* **Exercise objective**:
Give again, exactly and without pictures, the lines running from the line with "Task: point to each instance of the curving" to the end of the records below.

** Opening Dataset records block **

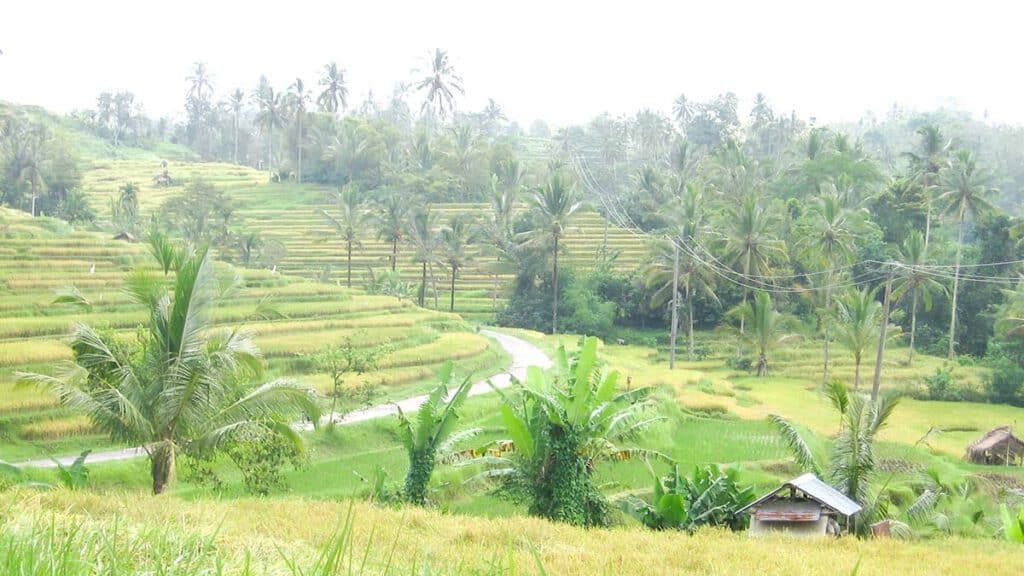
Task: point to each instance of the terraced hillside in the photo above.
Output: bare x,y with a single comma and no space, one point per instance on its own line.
290,214
40,256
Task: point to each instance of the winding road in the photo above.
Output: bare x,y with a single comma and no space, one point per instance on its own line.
523,355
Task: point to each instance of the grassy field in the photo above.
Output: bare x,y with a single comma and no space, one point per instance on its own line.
66,533
41,256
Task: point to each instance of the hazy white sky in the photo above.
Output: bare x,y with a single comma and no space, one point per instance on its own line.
564,62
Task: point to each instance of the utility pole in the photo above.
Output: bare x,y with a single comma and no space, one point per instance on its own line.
675,303
882,335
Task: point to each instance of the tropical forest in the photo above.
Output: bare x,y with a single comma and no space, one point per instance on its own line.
279,323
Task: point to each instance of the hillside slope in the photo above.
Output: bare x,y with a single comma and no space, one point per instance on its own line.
162,535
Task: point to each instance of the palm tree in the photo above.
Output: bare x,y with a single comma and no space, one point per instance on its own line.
299,98
200,83
456,237
270,116
440,84
560,426
915,281
932,156
236,104
422,234
186,387
828,240
852,465
128,204
964,191
433,434
766,327
858,322
335,94
682,110
750,242
350,223
555,204
391,217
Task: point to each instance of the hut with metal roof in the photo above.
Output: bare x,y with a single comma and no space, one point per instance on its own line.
803,506
998,447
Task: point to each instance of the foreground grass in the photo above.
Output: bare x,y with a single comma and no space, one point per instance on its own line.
79,533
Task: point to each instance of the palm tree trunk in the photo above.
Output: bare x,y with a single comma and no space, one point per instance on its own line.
455,271
913,326
269,151
554,295
162,466
298,146
824,327
348,263
952,313
674,330
877,381
433,284
423,286
689,315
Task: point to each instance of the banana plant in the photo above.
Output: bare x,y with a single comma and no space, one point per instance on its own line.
1013,527
562,424
433,434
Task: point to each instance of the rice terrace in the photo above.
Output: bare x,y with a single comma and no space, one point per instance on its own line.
314,299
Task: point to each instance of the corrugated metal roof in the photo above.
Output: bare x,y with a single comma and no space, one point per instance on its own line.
813,487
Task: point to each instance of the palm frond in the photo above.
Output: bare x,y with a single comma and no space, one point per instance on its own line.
799,448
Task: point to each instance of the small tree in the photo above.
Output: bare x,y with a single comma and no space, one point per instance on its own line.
851,466
433,433
857,312
560,426
338,361
766,325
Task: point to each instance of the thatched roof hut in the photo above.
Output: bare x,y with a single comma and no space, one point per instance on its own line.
997,447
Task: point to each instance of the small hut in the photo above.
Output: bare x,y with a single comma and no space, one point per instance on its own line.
803,506
998,447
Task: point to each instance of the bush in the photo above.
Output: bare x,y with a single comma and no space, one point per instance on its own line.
742,363
1006,381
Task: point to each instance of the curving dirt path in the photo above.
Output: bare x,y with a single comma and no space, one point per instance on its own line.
523,355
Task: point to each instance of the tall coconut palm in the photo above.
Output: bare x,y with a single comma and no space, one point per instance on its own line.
440,84
857,313
555,205
456,238
766,327
270,116
427,245
926,163
128,204
187,387
828,240
750,243
852,465
434,433
298,98
913,280
349,222
964,191
236,104
334,97
561,425
391,216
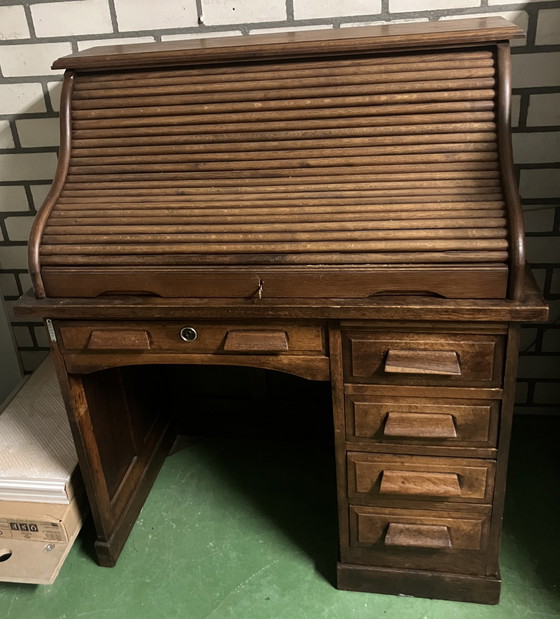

** Closing Dataset records block **

* **Answer space**:
Task: point to each instance of the curving dirt path in the photo above.
Output: bare x,y with a single comma and no space, one point per instance on its own line.
523,355
Task: point to each instance of the tall coconut palm in the photo above.
Output: bare x,y with a single comma and no space, one point per instance on its own line.
440,84
857,313
555,205
456,238
766,327
270,116
427,245
926,163
128,204
187,387
828,240
750,243
852,465
434,433
298,98
913,280
349,222
964,191
236,104
334,97
561,425
391,216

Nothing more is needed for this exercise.